[Provided text start]

Haystack search for Django

Haystack is a general purpose search application for Django. It supports multiple search engine backends with a standardized integration. To install Haystack, use the download link from http://github.com/toastdriven/django-haystack and run setup.py to install it.

Haystack currently supports three search engine backends: Solr, Whoosh, and Xapian. These backends are specified to Haystack with the Django setting HAYSTACK_SEARCH_ENGINE. We will be using Haystack with the Whoosh search engine, so our settings file will need to include the following:

HAYSTACK_SEARCH_ENGINE='whoosh'
HAYSTACK_WHOOSH_PATH='/path/to/indexes'
HAYSTACK_SITECONF='project.search_sites'

As we discussed in the previous section, Whoosh stores indexes in files on the filesystem. When used with Haystack the location of these indexes is defined by the HAYSTACK_WHOOSH_PATH setting. Now that we've configured our search engine backend, we can move on to configuring the rest of Haystack.

Haystack uses a common Django design known as the registration pattern. This is the same approach as with Django's built-in admin application. It involves using a register method to attach functionality to your models. This allows code to be reused through subclassing and simplifies configuration. For more information, examine the ModelAdmin class in the django.contrib.admin module and the admin site documentation.

[Provided text end]
[Data start]

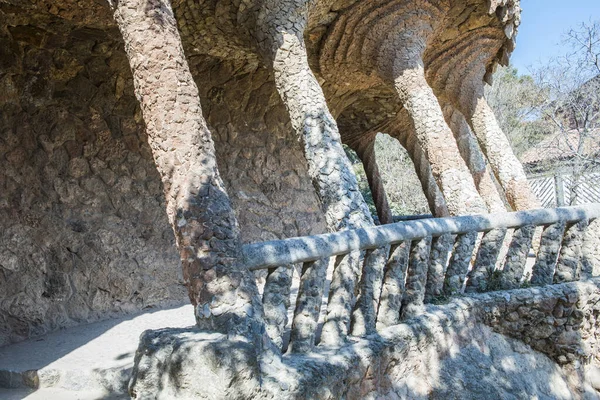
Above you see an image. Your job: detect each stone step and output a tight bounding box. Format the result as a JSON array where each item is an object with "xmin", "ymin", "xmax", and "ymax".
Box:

[Data end]

• **Set exercise 1**
Reproduce the Haystack passage word for word from "Haystack uses a" to "admin site documentation.".
• **Set exercise 2**
Say whether each statement agrees with the Haystack passage, answering yes or no and quoting the deciding words: (a) Haystack supports Solr, Whoosh, and Xapian as backends. (b) Whoosh keeps its indexes in a database. (c) Haystack's registration pattern follows the same approach as Django's built-in admin application.
The material plays no part in this.

• **Correct answer 1**
Haystack uses a common Django design known as the registration pattern. This is the same approach as with Django's built-in admin application. It involves using a register method to attach functionality to your models. This allows code to be reused through subclassing and simplifies configuration. For more information, examine the ModelAdmin class in the django.contrib.admin module and the admin site documentation.

• **Correct answer 2**
(a) Yes: "Haystack currently supports three search engine backends: Solr, Whoosh, and Xapian."
(b) No: "Whoosh stores indexes in files on the filesystem."
(c) Yes: "This is the same approach as with Django's built-in admin application."